DOCUMENT PASSAGE —
■ ■ ■ ■ ■

Are you saying that your insurer has made a cash offer for full replacement value?  Who is it?

It is certainly going to be interesting times.  Today someone I know in the red zone received a settlement offer from there insurer. 

Market value pre quake was around $400k.  GV was just short of $500k with LV of $250k.  With the private insurers offer of full replacement based on the size of the 1970s house they will get close to $450k in insurance plus the land leaving them just shy of $700k or over $300k up on the deal!

That sounds too good to be true, so many will take and run, however others like yourself may want to take the insurance payout and stay living in their quake damaged homes.

Now, in regards our properties.  Some of those 12 are still totally liveable or cheaply fixable (leaving the uneven floors, not rebuilding fireplaces and the like), so we will probably try to take payout and leave the house on those.  On the others, none of the sites are actually that bad.  Sure they had liquifaction, but so did two thirds of Christchurch.  At worst we'll sit on the land for a while, I don't think that there is any sites we would rush to sell.

■ ■ ■ ■ ■

DATA ENTRIES —
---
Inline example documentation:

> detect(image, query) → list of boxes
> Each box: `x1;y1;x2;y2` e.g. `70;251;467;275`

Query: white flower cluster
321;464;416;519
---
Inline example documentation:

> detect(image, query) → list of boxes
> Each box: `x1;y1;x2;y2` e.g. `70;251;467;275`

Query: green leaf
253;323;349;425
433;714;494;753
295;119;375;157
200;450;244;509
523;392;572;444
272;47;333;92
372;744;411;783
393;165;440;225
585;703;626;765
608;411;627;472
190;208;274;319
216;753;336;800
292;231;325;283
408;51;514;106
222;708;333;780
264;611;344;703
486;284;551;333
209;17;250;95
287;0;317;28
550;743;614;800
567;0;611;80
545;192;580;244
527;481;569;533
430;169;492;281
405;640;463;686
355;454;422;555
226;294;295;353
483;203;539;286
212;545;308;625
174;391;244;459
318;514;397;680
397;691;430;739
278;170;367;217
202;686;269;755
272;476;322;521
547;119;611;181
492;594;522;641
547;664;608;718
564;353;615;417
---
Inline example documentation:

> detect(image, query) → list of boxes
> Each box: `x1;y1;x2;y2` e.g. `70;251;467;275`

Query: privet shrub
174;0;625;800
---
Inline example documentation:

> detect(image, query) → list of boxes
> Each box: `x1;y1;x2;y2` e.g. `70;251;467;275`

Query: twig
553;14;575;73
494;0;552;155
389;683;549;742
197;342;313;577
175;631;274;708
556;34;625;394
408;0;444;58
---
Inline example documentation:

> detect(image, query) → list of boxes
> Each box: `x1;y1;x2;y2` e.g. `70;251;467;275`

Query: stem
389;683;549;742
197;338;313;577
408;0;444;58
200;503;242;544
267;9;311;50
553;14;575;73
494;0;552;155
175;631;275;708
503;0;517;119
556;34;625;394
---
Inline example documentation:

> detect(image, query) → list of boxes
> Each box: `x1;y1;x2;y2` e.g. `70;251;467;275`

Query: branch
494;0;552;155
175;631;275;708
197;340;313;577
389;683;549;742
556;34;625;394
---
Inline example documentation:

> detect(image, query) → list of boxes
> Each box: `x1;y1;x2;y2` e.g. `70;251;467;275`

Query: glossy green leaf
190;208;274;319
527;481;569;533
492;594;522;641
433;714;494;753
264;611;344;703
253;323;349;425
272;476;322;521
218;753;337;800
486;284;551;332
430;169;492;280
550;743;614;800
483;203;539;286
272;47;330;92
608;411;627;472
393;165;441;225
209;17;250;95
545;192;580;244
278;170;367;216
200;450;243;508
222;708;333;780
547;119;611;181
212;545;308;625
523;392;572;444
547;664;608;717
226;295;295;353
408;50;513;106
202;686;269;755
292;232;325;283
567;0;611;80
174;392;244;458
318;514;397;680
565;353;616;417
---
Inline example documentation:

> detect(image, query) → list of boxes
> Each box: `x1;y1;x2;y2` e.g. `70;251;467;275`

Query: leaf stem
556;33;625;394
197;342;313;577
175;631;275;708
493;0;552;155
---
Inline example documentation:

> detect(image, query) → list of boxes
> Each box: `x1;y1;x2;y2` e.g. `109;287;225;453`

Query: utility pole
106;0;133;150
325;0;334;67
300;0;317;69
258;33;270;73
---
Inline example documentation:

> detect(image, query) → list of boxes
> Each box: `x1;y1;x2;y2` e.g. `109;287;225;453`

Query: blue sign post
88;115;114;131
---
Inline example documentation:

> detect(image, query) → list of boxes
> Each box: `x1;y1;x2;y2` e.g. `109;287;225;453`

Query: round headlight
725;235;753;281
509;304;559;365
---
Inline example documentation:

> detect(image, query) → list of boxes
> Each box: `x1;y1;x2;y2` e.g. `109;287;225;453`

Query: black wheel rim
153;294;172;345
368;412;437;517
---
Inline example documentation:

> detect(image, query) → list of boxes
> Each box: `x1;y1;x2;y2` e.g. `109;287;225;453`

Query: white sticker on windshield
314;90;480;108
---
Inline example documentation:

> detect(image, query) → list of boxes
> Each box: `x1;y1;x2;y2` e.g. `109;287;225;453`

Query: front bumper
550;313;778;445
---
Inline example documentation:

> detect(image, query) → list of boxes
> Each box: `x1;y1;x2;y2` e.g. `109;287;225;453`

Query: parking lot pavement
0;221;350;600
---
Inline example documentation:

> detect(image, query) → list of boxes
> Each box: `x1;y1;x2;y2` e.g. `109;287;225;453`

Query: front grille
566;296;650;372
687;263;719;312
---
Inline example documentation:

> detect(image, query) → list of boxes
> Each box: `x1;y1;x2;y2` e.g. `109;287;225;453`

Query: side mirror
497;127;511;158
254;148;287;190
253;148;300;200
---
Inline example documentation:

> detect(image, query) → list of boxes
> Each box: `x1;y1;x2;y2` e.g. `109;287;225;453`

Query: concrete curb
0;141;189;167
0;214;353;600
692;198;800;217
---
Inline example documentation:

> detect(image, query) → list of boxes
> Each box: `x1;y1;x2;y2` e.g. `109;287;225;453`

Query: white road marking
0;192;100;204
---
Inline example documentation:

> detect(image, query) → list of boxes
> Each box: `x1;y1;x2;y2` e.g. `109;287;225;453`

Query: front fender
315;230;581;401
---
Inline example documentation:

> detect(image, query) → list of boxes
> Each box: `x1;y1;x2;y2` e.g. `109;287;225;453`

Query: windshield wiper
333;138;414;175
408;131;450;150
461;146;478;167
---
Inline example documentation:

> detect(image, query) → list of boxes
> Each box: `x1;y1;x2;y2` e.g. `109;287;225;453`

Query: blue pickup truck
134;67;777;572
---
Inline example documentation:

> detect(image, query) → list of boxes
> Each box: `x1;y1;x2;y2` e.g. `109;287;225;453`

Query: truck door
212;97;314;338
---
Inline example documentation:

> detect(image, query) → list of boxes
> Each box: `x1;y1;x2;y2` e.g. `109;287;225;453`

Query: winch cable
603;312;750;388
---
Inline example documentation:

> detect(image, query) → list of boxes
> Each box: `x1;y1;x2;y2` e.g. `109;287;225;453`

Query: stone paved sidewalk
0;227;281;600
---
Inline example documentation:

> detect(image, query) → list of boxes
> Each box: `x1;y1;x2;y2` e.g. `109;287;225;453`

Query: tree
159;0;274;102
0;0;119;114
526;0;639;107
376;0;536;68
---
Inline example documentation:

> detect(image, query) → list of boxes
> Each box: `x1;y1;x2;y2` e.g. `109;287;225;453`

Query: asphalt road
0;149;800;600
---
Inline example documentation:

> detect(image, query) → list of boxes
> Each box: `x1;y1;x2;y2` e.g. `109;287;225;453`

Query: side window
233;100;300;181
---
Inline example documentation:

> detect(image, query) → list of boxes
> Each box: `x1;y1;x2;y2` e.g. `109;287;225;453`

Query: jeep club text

■ ■ ■ ■ ■

THINGS TO DO —
a – Rewrite the passage on earthquake insurance offers from "It is certainly" to "quake damaged homes.", putting "insurance settlement" in place of "insurance payout".
b – Answer these about the passage on earthquake insurance offers:
(i) What was the house's market value before the quake?
(ii) What share of Christchurch does the writer say had liquefaction?
(iii) How many properties does the writer refer to?
c – Carry on the passage on earthquake insurance offers past its last sentence.

RESULTS FOR EACH TASK —
a –
It is certainly going to be interesting times.  Today someone I know in the red zone received a settlement offer from there insurer. 

Market value pre quake was around $400k.  GV was just short of $500k with LV of $250k.  With the private insurers offer of full replacement based on the size of the 1970s house they will get close to $450k in insurance plus the land leaving them just shy of $700k or over $300k up on the deal!

That sounds too good to be true, so many will take and run, however others like yourself may want to take the insurance settlement and stay living in their quake damaged homes.

b –
(i) Around $400k.
(ii) Two thirds.
(iii) 12.

c –
You have to remember we have owned some of these properties for a long time and that for instance on a large property (330m2 building) we paid $110k for 13 years ago that had full replacement insurance if we get a $500 or 600k full replacement settlement then everything will be rosy.

So things may well turn out ok personally for me.  But I still don't know at this stage.  And when EQC inspectors come round to wrecked houses with uneven floors and try and tell you that it's all prexisting and you have $15k in damage only then it can be very disheartening.

Honestly, I looked at one of our properties today that I'd put in the modest damage category.  But the floors are all over the place and a sand boil forced up the rear of the house and the concrete patio with a pergola over it at the back door, the pergola is about 150mm higher at one end than the other, with all the internal damage too, I was looking at it and wondering how EQC could possibly fix all this for anything like a reasonable price?

At another property I noticed a 1m2 area had just in the last few weeks sunk down a foot undermining a concrete path.  There was quite a lot of liquifaction on that site but this was about 5m from where any sand came up over 6 months ago.  I wonder how many sinkholes are ready to open up around the town? (I see a new large whole opened up on Kilmore outside the Convention Centre after recent snow)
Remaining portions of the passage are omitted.